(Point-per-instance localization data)
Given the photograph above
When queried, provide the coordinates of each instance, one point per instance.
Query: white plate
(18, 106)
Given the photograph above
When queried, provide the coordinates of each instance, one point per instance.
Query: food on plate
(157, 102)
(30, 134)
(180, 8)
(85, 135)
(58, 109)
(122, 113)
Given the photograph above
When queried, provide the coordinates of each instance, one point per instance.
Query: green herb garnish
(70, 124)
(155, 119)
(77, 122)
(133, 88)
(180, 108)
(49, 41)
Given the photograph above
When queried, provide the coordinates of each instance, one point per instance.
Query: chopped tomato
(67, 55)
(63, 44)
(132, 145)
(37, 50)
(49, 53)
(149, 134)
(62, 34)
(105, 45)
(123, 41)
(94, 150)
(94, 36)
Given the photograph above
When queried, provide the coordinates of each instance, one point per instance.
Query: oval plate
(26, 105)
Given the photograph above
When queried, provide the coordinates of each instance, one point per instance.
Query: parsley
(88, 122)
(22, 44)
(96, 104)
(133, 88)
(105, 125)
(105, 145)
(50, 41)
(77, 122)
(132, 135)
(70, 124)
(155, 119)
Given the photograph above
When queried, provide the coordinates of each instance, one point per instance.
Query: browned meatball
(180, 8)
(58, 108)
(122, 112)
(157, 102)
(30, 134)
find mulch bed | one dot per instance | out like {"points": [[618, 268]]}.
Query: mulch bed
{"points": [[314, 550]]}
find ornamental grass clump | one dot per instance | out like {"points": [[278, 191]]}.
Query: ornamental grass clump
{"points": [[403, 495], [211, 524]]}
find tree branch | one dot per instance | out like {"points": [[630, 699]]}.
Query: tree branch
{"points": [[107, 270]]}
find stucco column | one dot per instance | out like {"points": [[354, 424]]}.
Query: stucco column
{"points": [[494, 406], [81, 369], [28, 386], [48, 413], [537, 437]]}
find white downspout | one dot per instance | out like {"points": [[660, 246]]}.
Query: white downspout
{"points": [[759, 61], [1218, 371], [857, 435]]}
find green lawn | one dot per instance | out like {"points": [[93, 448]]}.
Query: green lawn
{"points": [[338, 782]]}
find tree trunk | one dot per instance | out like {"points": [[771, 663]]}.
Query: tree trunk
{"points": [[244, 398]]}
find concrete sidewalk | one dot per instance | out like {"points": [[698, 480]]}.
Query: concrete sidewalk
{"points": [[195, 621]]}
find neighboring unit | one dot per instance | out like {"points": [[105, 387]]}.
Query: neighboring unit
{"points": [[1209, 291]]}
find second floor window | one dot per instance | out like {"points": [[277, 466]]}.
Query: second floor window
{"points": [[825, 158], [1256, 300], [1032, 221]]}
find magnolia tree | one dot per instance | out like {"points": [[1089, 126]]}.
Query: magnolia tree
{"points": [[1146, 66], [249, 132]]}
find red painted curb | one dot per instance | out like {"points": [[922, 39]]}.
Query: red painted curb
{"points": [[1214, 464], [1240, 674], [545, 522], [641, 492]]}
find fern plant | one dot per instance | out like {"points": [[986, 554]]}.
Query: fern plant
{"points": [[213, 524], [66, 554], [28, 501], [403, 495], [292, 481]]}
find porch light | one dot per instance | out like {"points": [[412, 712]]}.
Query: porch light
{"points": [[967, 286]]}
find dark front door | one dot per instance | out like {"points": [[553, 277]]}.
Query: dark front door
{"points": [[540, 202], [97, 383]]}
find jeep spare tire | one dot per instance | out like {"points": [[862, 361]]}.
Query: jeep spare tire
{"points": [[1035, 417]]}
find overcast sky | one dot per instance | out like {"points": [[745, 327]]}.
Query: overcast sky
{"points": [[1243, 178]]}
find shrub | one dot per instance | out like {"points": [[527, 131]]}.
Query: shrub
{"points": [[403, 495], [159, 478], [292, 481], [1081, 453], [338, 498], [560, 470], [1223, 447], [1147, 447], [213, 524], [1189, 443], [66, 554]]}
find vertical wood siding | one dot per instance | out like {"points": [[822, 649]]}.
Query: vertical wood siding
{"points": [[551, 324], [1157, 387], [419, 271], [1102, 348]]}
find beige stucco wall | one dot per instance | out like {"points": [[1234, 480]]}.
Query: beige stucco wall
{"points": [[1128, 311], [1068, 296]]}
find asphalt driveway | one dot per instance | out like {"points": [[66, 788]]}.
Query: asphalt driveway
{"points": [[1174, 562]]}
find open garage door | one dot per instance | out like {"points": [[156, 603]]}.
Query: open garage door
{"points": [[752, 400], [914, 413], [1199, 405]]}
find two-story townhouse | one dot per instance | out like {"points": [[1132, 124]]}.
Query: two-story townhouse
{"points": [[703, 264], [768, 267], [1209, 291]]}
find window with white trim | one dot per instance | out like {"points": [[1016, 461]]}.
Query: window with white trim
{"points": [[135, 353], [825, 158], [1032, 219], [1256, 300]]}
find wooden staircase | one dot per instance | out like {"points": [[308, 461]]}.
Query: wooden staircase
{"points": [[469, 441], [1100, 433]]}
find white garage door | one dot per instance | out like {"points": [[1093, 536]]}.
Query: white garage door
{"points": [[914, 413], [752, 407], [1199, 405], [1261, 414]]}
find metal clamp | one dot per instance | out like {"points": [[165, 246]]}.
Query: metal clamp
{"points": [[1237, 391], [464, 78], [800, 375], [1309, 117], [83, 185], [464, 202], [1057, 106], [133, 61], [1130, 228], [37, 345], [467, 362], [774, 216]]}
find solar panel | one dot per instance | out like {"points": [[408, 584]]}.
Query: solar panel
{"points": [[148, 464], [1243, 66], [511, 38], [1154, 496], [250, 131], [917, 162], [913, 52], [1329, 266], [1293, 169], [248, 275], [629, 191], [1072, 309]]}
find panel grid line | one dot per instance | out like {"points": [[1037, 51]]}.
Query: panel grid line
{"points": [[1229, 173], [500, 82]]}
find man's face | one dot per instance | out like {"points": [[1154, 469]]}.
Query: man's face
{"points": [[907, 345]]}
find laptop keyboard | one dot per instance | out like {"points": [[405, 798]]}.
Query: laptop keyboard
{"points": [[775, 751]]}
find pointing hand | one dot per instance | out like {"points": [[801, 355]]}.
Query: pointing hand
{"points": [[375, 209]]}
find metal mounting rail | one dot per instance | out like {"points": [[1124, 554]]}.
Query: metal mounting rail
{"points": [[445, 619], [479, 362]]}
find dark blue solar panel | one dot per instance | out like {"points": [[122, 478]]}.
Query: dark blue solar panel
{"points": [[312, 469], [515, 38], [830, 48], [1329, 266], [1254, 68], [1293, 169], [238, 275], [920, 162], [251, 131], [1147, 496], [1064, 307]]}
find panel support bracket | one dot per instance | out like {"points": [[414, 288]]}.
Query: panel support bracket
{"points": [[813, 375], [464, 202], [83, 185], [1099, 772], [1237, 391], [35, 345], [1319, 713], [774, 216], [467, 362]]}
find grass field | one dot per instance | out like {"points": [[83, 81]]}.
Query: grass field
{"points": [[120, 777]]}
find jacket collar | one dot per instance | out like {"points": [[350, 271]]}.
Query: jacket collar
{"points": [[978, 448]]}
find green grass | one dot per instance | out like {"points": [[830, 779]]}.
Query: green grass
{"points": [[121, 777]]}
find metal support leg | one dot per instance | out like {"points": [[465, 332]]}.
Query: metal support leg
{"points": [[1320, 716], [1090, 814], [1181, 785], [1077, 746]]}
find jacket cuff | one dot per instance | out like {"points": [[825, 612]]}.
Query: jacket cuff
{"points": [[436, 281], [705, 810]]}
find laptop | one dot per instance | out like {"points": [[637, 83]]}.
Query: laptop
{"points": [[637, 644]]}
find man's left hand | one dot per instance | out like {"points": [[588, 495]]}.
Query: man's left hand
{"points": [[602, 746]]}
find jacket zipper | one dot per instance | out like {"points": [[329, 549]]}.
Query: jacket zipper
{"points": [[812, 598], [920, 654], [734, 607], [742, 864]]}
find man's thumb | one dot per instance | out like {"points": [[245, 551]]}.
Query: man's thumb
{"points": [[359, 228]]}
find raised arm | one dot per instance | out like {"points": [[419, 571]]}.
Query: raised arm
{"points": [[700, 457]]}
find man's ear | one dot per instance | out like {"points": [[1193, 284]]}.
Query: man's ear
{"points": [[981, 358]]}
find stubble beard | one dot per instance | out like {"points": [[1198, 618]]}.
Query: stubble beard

• [Problem description]: Copy out every line of the data that includes the word "beard".

• [Response area]:
find stubble beard | one dot per instance | out like {"points": [[1198, 618]]}.
Query: stubble beard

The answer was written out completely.